Of the four contours, (2) to (4) are continuous F0 contours. It should be noted that
(2) excludes both micro-prosody and F0 extraction errors, but (3) and (4) include
both of them.
[0075] As in the conventional art, MSD-HMM learning was conducted for the original. For
(2) to (4), MSD-HMM learning was conducted by adding the continuous F0 contours (and
their deltas and delta-deltas) as the fifth stream, with the weight set to 0. Consequently,
continuous F0 contours result for (2) to (4).
[0076] At the time of speech synthesis, continuous F0 contours are first synthesized by
the continuous F0 contour HMM, and their voiced/unvoiced decision is taken from MSD-HMM.
[0077] In a preference evaluation test, four pairs of F0 contours were selected from the
four F0 contours prepared in the above-described manner, and five participants were
asked to determine which of these generated speech signals was more natural. The participants
were all native Japanese speakers. The four contour pairs were as follows.
[0078]
- (1) Proposed vs. Original
- (2) Proposed vs. Prop + MP
- (3) Proposed vs. Spl + MP
- (4) Proposed + MP vs. Spl + MP.
[0079] Nine sentences, which were not used for learning, were used for evaluation by the
participants. Nine wave file pairs were duplicated, and order of wave files of respective
pairs was swapped. The final 72 (4 x 9 x 2) wave file pairs were provided to the participants
in random order, and the participants were asked to select which is preferable or
no preference.
[0080] The results of evaluation by the participants are as shown in Fig. 8. As is apparent
from Fig. 8, the synthesized speeches using the F0 contour synthesized by the Proposed
method were preferred to those using the observed F0 contours (Proposed vs. Original).
Adding micro-prosody to the Proposed method does not improve speech naturalness (Proposed
vs. Prop + MP). As compared with the synthesized speeches obtained from spline-based
interpolation of continuous F0 contours, the speeches of Proposed method were more
frequently preferred (Proposed vs. Spl + MP). The last two observations were re-confirmed
by the result for Prop + MP vs. Spl + MP.
**********
• OBJECTIVE A: Echo everything in the rows from the line containing "Spot the side" down to the line containing "49, 0, 700, 235", with both of those lines included.
None of the rows that come after the F0 contour passage are connected to it.

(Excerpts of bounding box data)
**********
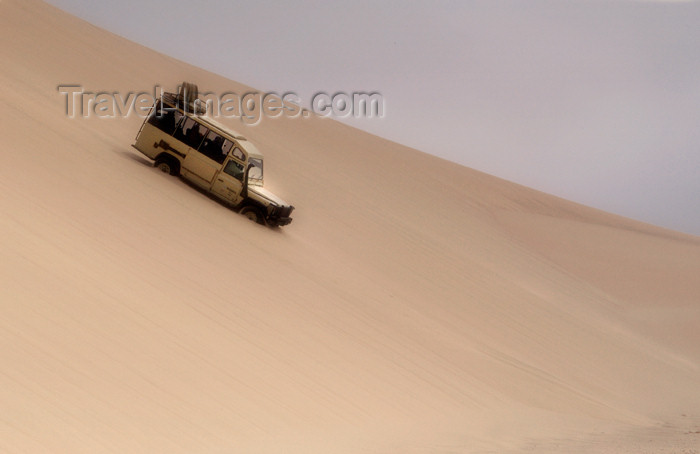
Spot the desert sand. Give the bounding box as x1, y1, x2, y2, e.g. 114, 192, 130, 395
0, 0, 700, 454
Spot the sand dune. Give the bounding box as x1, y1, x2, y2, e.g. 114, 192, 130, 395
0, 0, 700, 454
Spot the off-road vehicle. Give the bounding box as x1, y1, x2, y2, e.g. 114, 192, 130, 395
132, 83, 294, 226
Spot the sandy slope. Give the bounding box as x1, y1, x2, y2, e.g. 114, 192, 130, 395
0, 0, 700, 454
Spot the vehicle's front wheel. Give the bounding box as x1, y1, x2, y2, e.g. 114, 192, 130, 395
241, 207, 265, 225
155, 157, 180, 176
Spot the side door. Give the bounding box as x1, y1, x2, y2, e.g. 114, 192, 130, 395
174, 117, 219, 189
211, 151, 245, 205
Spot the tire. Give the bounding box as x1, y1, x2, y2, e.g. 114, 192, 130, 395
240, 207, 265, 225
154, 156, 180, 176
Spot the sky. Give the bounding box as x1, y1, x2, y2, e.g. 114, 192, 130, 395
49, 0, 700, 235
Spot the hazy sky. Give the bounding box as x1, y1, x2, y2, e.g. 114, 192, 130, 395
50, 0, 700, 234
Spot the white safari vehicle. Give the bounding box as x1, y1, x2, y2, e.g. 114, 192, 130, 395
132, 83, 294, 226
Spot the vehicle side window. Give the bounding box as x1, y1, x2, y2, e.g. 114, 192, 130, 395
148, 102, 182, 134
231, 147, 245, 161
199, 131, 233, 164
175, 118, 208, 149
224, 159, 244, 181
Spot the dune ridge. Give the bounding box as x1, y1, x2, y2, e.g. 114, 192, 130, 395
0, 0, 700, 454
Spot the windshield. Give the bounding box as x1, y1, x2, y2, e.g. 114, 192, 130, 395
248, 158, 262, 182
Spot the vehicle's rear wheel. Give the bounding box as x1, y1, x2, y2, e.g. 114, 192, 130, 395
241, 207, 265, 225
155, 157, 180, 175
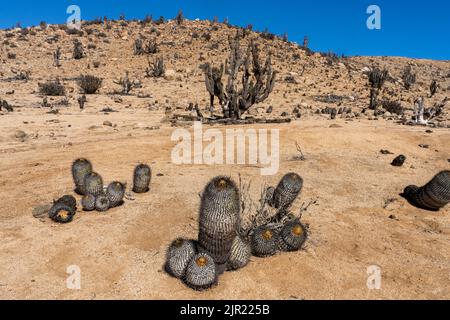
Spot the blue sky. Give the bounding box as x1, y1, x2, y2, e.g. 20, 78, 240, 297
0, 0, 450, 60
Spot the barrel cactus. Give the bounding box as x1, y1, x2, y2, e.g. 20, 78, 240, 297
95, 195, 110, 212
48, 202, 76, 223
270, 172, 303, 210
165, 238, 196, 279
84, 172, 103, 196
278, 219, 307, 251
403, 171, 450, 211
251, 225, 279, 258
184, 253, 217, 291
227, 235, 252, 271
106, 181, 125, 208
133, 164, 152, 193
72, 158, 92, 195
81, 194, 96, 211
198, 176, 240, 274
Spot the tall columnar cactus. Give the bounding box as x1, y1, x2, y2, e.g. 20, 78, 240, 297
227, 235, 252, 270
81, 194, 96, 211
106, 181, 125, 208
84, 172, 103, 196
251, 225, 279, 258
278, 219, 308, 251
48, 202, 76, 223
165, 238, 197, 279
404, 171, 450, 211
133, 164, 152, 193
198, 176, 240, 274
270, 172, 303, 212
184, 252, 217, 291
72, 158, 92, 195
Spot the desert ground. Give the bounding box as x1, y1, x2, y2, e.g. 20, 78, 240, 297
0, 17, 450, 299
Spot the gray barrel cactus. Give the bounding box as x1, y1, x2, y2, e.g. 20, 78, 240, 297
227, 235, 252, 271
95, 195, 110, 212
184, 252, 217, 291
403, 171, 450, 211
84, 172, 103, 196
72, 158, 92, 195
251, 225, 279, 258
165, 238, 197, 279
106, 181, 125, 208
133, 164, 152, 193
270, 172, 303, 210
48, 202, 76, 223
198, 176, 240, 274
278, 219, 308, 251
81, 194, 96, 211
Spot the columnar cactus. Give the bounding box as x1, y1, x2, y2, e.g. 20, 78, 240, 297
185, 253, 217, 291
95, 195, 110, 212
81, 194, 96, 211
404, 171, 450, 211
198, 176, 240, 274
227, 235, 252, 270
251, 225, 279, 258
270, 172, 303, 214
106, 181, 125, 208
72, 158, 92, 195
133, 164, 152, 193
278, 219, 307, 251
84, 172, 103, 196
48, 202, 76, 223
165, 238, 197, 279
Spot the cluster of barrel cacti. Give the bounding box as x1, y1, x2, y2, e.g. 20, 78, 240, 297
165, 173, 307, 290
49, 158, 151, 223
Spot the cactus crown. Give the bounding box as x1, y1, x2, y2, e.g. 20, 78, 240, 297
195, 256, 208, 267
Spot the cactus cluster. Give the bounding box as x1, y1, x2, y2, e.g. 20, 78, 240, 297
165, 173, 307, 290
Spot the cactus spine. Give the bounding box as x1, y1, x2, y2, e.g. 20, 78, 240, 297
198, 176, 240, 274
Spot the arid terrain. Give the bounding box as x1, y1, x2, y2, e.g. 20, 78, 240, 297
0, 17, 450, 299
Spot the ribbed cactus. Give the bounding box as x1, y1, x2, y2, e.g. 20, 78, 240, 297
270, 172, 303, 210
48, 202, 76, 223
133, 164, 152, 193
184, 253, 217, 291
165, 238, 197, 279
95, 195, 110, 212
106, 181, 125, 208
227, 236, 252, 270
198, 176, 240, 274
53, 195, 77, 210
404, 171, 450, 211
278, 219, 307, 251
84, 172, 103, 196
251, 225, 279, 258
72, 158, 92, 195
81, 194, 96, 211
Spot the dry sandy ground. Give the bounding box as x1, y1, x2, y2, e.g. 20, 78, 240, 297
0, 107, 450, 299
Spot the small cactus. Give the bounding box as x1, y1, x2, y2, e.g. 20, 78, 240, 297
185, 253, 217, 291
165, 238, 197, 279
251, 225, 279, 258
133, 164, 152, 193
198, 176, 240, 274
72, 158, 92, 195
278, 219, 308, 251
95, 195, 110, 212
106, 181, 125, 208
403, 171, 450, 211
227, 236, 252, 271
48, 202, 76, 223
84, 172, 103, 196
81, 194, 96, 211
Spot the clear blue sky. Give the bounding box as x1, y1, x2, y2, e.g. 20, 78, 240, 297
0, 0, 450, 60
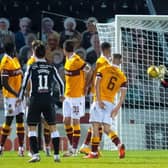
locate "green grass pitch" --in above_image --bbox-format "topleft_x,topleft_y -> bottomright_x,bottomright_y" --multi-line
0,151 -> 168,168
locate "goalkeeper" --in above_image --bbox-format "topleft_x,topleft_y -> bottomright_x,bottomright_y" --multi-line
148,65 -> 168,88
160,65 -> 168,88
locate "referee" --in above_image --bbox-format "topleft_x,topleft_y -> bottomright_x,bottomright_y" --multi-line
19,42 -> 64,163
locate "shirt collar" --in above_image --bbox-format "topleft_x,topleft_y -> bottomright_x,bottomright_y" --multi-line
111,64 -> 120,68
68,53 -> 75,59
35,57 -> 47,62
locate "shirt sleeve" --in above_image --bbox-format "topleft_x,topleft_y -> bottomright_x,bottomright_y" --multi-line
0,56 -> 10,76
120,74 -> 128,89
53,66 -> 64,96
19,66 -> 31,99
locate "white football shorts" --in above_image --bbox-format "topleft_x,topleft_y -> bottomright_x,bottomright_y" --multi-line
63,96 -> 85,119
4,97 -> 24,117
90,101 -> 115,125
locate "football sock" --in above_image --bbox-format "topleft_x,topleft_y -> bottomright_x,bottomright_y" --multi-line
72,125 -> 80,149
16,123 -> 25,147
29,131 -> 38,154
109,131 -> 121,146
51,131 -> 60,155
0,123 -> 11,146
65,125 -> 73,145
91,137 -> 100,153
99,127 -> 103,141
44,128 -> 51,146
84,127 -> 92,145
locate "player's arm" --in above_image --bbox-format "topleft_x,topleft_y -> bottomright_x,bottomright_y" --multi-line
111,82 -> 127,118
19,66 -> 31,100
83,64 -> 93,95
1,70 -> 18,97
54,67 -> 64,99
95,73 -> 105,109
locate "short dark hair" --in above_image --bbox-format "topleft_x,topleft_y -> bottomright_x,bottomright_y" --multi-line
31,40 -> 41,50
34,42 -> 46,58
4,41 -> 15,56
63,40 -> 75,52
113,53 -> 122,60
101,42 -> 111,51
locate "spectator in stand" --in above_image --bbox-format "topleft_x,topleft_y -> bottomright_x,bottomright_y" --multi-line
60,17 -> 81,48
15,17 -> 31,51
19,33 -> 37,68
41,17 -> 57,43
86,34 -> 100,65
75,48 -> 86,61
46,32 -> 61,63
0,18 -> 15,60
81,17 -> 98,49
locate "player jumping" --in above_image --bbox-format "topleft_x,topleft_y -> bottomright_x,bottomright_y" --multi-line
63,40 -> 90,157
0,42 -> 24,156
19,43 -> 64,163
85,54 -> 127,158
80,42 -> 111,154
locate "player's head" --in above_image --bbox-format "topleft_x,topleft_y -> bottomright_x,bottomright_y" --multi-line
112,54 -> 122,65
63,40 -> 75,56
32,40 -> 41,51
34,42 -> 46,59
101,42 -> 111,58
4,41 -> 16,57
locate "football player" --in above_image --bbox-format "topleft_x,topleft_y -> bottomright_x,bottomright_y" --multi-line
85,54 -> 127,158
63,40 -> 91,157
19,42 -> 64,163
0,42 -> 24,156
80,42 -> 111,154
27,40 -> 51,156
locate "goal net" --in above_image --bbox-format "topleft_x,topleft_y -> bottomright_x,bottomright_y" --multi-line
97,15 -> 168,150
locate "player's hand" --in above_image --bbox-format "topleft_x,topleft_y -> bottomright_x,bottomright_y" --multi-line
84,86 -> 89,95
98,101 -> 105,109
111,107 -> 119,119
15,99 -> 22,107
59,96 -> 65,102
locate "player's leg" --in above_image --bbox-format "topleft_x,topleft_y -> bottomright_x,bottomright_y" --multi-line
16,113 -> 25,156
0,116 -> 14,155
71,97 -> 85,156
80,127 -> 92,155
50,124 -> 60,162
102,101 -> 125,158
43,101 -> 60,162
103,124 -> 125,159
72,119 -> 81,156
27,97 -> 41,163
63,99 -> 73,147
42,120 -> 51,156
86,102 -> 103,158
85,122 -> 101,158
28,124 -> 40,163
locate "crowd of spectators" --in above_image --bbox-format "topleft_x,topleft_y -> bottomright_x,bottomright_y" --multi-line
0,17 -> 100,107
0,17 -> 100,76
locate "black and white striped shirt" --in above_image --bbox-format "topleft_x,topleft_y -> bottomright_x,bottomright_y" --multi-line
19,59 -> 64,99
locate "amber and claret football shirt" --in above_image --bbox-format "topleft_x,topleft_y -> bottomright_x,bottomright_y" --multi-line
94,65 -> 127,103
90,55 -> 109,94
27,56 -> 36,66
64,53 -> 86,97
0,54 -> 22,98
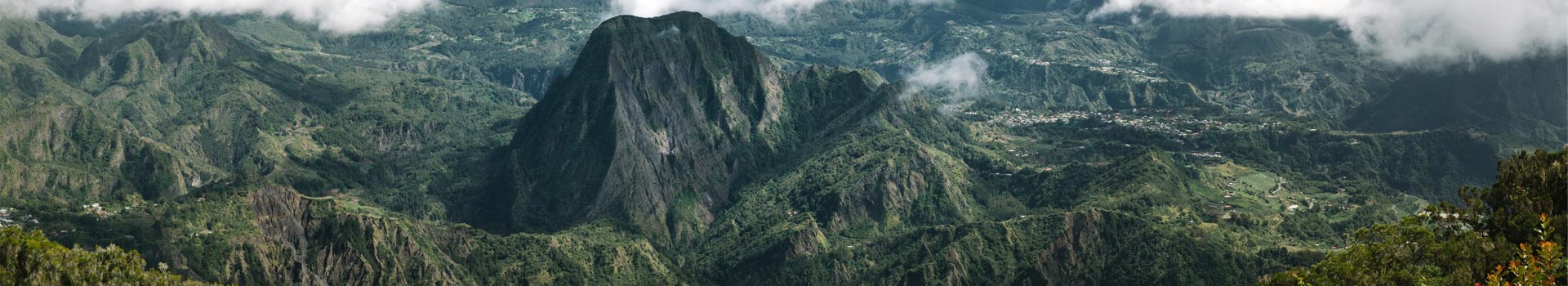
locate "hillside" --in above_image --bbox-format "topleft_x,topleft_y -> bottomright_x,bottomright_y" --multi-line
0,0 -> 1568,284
**********
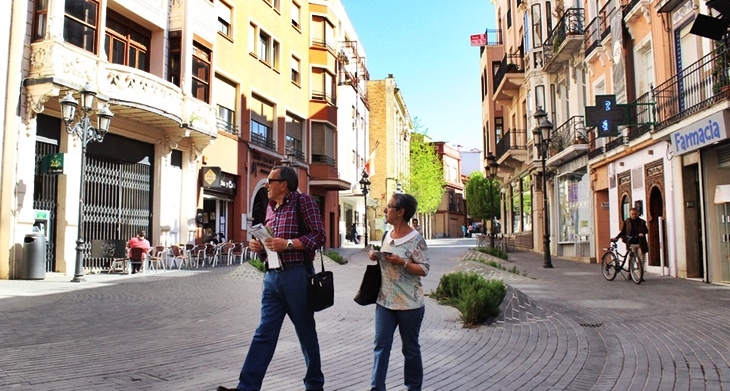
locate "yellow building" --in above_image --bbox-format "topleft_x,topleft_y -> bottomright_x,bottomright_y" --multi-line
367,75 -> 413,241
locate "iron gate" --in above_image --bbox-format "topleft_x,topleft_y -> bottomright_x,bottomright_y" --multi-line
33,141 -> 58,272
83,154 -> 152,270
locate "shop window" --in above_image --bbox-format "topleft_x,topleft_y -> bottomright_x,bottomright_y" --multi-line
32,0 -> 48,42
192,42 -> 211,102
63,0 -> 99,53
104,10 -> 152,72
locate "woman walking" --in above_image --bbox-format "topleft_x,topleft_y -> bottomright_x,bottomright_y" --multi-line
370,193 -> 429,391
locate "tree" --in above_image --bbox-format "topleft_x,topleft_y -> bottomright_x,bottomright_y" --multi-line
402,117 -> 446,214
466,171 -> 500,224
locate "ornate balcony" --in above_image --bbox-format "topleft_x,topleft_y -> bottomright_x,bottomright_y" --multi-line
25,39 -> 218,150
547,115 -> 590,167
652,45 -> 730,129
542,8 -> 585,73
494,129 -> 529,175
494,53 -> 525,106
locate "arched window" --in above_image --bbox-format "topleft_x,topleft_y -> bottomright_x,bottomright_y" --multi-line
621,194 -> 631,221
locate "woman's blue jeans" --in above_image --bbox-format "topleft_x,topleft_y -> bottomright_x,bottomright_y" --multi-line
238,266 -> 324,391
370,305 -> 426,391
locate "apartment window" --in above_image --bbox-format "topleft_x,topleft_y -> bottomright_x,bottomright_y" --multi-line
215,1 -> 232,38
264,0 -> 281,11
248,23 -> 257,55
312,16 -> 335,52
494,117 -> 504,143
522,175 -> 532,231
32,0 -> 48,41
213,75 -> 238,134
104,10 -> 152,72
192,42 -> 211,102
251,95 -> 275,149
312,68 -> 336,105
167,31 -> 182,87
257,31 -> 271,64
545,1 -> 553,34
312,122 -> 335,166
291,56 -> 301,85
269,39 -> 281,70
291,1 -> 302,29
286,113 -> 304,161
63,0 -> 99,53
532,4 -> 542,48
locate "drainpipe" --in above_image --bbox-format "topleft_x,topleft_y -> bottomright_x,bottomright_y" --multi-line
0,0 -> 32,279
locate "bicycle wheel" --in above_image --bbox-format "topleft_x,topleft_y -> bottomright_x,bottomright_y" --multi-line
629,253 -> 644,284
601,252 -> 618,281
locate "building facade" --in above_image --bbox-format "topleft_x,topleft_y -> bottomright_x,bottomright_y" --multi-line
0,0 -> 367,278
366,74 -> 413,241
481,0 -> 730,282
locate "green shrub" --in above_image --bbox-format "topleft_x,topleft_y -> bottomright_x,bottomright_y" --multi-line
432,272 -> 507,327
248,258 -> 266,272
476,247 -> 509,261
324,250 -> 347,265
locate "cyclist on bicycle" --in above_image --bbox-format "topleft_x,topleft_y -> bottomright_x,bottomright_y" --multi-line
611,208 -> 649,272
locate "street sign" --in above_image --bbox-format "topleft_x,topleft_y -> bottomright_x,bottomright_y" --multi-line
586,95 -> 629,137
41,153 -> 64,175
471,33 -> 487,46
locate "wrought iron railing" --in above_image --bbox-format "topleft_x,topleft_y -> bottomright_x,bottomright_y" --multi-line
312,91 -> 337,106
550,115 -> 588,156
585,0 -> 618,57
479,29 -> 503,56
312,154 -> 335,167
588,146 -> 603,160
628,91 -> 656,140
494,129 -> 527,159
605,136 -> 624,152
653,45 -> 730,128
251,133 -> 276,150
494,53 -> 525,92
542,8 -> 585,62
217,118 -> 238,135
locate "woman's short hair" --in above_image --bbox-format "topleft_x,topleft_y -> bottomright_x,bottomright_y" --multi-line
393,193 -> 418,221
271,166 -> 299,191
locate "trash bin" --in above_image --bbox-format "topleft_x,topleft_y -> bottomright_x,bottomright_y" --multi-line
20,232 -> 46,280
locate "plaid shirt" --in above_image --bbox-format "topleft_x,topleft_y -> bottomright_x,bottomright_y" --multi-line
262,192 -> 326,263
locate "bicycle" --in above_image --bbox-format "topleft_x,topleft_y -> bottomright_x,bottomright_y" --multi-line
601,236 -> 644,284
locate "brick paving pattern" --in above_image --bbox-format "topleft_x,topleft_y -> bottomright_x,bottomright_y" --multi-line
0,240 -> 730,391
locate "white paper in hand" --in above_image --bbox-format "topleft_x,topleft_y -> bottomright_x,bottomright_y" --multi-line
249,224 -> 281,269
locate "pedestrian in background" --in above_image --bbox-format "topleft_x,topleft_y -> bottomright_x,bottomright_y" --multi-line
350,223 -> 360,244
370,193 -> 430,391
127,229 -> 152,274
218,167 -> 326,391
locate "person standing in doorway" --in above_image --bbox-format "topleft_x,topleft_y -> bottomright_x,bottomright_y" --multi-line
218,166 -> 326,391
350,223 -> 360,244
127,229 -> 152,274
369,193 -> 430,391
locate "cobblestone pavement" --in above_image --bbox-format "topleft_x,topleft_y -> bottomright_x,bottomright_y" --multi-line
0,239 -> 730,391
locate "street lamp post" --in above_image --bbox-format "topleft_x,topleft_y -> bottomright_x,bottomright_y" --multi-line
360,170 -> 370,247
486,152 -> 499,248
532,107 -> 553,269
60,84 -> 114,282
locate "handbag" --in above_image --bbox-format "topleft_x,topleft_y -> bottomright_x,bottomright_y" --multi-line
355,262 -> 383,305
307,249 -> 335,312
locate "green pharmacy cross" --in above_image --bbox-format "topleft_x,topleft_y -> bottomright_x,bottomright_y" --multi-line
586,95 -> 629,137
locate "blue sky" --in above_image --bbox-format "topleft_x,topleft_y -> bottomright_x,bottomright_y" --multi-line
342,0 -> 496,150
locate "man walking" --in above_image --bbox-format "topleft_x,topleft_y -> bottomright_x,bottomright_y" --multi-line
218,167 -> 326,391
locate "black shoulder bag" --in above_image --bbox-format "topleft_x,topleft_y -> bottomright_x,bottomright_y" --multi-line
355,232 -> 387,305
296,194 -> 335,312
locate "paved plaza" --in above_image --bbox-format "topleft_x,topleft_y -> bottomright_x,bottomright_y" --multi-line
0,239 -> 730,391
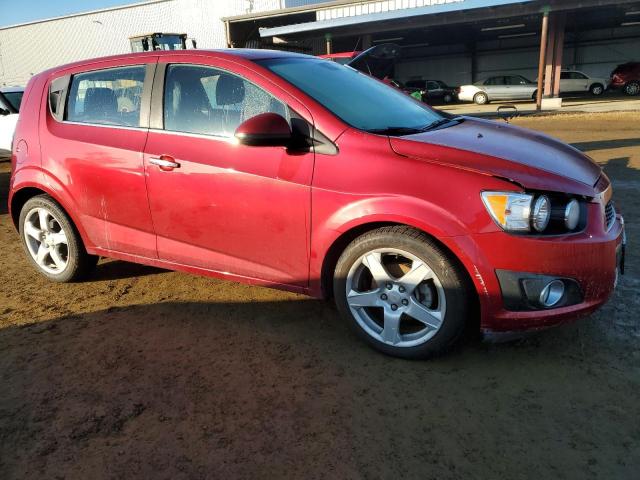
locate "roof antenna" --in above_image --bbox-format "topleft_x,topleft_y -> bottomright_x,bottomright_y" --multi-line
**********
• OBJECTIVE B: Duplicate everything in the F0 contour passage from "Of the four" down to "taken from MSD-HMM.".

• SOLUTION A:
Spot the side door. Give the bounding box as x1, y1, x2, y2, e.g. 114, 192, 130, 395
174, 117, 219, 189
211, 151, 245, 205
Spot the tire. Give the bounding box as x1, y1, x2, y2, e.g. 114, 192, 130, 395
240, 207, 265, 225
154, 156, 180, 176
Spot the sky. Give the bounding box as x1, y1, x2, y2, e.g. 114, 192, 130, 395
49, 0, 700, 235

• SOLUTION B:
Of the four contours, (2) to (4) are continuous F0 contours. It should be noted that
(2) excludes both micro-prosody and F0 extraction errors, but (3) and (4) include
both of them.
[0075] As in the conventional art, MSD-HMM learning was conducted for the original. For
(2) to (4), MSD-HMM learning was conducted by adding the continuous F0 contours (and
their deltas and delta-deltas) as the fifth stream, with the weight set to 0. Consequently,
continuous F0 contours result for (2) to (4).
[0076] At the time of speech synthesis, continuous F0 contours are first synthesized by
the continuous F0 contour HMM, and their voiced/unvoiced decision is taken from MSD-HMM.